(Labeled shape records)
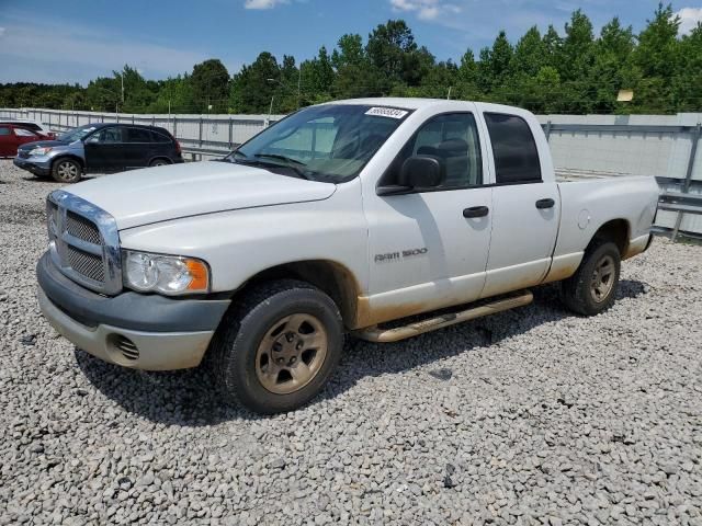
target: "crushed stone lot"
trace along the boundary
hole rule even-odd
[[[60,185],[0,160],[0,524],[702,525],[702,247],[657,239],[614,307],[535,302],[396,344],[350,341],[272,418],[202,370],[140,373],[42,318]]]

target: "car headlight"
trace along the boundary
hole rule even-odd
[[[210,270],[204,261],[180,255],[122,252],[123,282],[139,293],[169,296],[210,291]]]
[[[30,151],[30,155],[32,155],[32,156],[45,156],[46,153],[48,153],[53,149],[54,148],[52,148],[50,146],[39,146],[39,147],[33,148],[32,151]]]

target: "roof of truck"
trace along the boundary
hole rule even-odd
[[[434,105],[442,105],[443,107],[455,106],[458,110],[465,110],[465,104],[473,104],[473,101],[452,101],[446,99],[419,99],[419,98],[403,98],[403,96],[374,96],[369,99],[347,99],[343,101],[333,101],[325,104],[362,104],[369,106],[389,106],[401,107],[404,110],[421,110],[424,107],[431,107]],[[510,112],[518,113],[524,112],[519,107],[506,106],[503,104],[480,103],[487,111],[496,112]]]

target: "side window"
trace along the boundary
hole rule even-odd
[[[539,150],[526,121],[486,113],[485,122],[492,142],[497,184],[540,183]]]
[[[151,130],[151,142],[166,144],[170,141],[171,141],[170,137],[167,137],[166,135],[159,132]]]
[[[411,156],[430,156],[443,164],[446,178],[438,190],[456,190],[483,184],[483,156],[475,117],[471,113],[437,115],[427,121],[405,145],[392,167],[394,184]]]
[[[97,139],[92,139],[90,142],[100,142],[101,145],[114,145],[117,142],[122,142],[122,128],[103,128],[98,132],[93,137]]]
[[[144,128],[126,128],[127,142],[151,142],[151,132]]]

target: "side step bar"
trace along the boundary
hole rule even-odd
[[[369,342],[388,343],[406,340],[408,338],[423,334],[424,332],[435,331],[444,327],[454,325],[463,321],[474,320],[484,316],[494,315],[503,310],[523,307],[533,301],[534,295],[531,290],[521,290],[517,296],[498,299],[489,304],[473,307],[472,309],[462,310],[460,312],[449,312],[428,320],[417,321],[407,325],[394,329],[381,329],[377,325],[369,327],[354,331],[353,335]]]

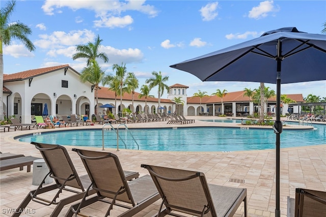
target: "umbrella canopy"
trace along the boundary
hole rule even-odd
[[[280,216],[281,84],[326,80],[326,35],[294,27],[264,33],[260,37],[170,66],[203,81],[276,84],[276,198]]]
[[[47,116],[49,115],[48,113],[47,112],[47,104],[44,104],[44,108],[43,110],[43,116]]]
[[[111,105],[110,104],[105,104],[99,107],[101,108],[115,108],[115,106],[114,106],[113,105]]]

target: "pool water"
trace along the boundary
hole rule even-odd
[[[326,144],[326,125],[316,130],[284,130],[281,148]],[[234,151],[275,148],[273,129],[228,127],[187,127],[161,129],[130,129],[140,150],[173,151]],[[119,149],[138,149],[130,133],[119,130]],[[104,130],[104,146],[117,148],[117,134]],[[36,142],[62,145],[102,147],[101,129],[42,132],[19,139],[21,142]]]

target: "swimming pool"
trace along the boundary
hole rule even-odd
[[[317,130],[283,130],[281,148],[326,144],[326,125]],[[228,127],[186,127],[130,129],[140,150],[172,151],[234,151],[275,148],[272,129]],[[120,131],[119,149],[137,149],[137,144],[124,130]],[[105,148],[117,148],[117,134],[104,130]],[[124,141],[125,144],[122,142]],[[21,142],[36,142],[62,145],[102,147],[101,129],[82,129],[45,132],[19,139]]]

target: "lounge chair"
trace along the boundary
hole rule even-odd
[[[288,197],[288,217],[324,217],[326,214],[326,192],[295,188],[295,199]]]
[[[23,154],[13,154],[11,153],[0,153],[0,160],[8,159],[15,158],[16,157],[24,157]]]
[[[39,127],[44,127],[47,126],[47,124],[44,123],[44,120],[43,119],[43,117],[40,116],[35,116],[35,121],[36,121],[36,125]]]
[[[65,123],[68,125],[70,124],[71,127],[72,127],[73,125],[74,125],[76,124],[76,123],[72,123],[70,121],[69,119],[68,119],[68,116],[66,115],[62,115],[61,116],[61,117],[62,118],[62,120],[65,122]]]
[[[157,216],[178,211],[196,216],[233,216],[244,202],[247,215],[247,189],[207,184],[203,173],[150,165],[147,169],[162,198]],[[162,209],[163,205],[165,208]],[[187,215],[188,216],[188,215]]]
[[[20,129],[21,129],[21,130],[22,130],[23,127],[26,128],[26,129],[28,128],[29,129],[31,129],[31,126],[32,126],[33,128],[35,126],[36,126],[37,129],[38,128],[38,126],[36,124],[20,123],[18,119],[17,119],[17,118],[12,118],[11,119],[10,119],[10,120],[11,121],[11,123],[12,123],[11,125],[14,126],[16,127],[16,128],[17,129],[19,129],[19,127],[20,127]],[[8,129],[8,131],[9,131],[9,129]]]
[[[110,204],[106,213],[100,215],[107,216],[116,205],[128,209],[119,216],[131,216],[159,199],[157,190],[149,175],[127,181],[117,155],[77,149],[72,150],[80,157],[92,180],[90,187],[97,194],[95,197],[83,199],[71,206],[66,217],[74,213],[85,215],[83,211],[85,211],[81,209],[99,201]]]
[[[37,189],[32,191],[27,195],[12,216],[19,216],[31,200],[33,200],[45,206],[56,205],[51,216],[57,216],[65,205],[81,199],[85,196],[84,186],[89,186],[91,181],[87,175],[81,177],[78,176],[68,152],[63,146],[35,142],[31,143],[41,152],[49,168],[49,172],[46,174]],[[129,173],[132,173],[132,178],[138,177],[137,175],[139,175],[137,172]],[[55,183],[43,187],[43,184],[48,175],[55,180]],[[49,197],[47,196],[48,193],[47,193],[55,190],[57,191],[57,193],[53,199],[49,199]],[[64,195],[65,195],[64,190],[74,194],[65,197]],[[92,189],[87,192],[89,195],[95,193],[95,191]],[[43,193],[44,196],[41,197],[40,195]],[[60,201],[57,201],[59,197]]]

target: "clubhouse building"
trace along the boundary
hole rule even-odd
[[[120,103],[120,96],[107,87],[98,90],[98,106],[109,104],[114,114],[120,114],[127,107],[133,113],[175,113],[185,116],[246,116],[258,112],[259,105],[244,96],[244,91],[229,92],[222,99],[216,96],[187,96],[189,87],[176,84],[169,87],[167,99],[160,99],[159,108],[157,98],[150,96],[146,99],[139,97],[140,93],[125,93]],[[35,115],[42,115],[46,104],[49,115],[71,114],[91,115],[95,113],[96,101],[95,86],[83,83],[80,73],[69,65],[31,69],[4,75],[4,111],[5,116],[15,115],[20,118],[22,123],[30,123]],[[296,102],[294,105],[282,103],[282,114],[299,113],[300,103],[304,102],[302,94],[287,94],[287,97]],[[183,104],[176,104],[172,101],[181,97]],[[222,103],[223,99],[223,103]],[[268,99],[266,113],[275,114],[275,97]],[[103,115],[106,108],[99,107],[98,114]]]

> Exercise instructions: Pull each line containing the word "target" from the listing above, keeping the lines in their original order.

> Final result:
target: "crushed stone lot"
target: "car headlight"
target: "roof of truck"
target: "side window"
target: "side step bar"
target: "umbrella canopy"
target: "pool water"
target: "swimming pool"
target: "lounge chair"
target: "clubhouse building"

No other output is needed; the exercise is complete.